◆ Consignes ◆
A. Résumez en deux phrases le texte sur l'affaire Dreyfus.
B. Poursuivez le texte sur l'affaire Dreyfus à partir de sa dernière phrase.
::: Article :::
Dreyfus est condamné à la déportation à vie. Quelques semaines plus tard, il embarque à bord du Ville de Saint-Nazaire, destination l’Ile du Diable en Guyane française. L’attendent une minuscule cabane et un jardin qui n’est guère plus vaste. Le ministre refuse que sa femme le rejoigne.

Acte 2 : 1896, les premiers doutes.

Retournement de situation un an plus tard : en mars 1896, un agent de la Section de statistiques récupère in extremis dans un bureau de poste un courrier (le « petit bleu » – c’est-à-dire un télégramme non encore envoyé) adressé par Schwartzkoppen au commandant Esterhazy, 27 rue de la Bienfaisance[[Une autre version est que Schwartzkoppen, renonçant au dernier moment à l’envoyer, l’aurait déchiré et jeté dans sa corbeille.]]. Étonnante imprudence des Allemands, qui se savent pourtant espionnés ! Schwartzkoppen y exprime par écrit le souhait de rompre les relations avec Esterhazy, qu’il trouve peu performant comme espion. Le lieutenant-colonel Picquart vient d’accéder au poste de chef de la Section de statistiques en remplacement du colonel Sandherr, atteint d’une paralysie progressive et qui décède en 1897. Le document arrive directement entre ses mains à un moment où Henry, qui réceptionne et trie habituellement ce genre de documents, s’est absenté de Paris pour des raisons familiales. Picquart est intrigué que les services allemands communiquent ainsi avec un officier français. Grande est sa surprise lorsqu’il constate que l’écriture d’Esterhazy ressemble à celle du bordereau de 1894 ! Picquart consulte le « dossier secret » de décembre 1894 et y trouve surtout… du vide.
::: Entrées de données :::
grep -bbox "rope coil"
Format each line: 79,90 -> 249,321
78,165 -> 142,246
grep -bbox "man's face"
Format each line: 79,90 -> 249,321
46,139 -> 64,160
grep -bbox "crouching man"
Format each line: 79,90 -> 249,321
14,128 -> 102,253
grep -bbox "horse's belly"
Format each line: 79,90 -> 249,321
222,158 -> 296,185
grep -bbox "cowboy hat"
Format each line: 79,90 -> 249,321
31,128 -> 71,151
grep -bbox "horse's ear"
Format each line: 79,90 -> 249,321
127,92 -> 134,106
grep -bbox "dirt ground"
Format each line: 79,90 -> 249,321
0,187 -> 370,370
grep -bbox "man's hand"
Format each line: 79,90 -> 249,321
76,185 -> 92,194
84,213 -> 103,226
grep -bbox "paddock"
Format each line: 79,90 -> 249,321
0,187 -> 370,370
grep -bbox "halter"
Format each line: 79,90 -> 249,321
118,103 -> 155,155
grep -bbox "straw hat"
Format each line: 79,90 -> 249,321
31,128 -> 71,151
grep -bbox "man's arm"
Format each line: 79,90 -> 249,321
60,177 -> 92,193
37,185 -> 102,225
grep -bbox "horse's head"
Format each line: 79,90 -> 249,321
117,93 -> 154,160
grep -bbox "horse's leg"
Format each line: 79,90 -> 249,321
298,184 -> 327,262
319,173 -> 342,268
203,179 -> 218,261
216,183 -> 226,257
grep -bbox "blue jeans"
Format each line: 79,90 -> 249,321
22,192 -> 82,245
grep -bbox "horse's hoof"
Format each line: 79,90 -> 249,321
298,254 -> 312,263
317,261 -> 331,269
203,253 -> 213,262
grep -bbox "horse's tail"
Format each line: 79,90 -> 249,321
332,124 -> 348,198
:::
::: Entrées de données :::
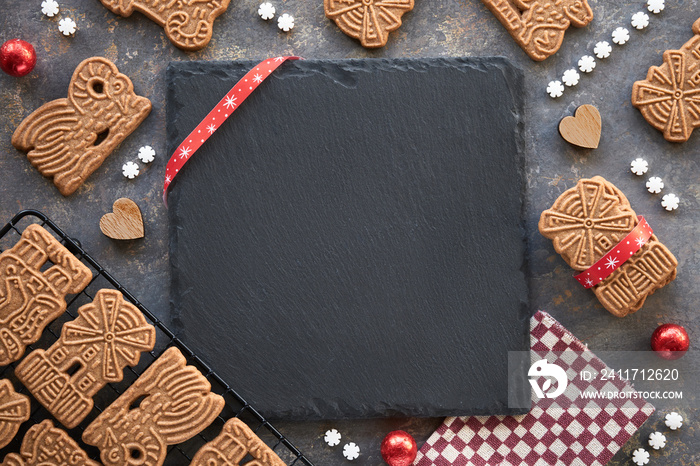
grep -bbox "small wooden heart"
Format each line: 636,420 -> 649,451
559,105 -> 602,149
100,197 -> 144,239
:::
◆ Corrigé ◆
A. Condamné à la déportation à vie, Dreyfus est envoyé sur l'île du Diable en Guyane française, et le ministre refuse que sa femme le rejoigne. En mars 1896, le lieutenant-colonel Picquart, nouveau chef de la Section de statistiques, reçoit un télégramme non envoyé de Schwartzkoppen adressé au commandant Esterhazy, constate que l'écriture d'Esterhazy ressemble à celle du bordereau de 1894 et trouve surtout du vide dans le « dossier secret » de décembre 1894.

B.
Le général Gonse et le général de Boisdeffre, ses chefs, refusent bien sûr de le suivre. En octobre 1896, Picquart est éloigné de Paris (envoyé dans l’Est de la France, puis en Tunisie en janvier 1897, il sera de retour à Paris en novembre). Gonse – sans doute sur le conseil de Henry, qui succède à Picquart à la tête de la Section de statistique en janvier 1897 – lui a accordé une promotion, que Picquart a acceptée tout en étant conscient qu’on chercher à le faire taire. Entre-temps, L’Éclair a évoqué le « dossier secret » dans un article le 14 septembre. Son objectif était de nuire à Dreyfus. Cette révélation met au contraire en évidence l’irrégularité du procès.

Mme Dreyfus demande aux députés que celui-ci soit révisé pour illégalité dans la procédure.

Henry, ne craignant pas d’en rajouter dans les faux, adresse le 2 novembre 1896 à ses supérieurs un document soi disant trouvé à l’ambassade d’Allemagne – qu’il a en réalité forgé lui-même -, signé par Panizzardi et accusant nommément Dreyfus[[C’est le « faux Henry ».]]. Le Journal publie par ailleurs le document mentionnant « ce canaille de D », transmis par Henry. Bernard Lazare fait paraître le 6 novembre à Bruxelles un texte intitulé Une erreur judiciaire : la vérité sur l’affaire Dreyfus. Le Matin reproduit à son tour, le 10 novembre, le « bordereau » que son directeur Bunau-Varilla tient d’un des experts au procès. L’Affaire sort de l’ombre. Lorsqu’il voit le fac-similé du bordereau, un banquier nommé de Castro reconnaît dans cette écriture celle d’un client, Esterhazy. Il en informe Mathieu Dreyfus qui commande des expertises. À la lecture du Matin, une autre personne est très surprise de reconnaître l’écriture d’Esterhazy : Schwartzkoppen.

De son côté, Zola, qui a délaissé le journalisme depuis 1881, reprend la plume en décembre 1896 pour Le Figaro, dénonçant l’antisémitisme ambiant. Lazare le rencontre fin 1896, mais Zola n’a pas encore d’idée ni de position affirmée sur la condamnation de Dreyfus.

Acte 3 : Zola aux côtés des dreyfusards.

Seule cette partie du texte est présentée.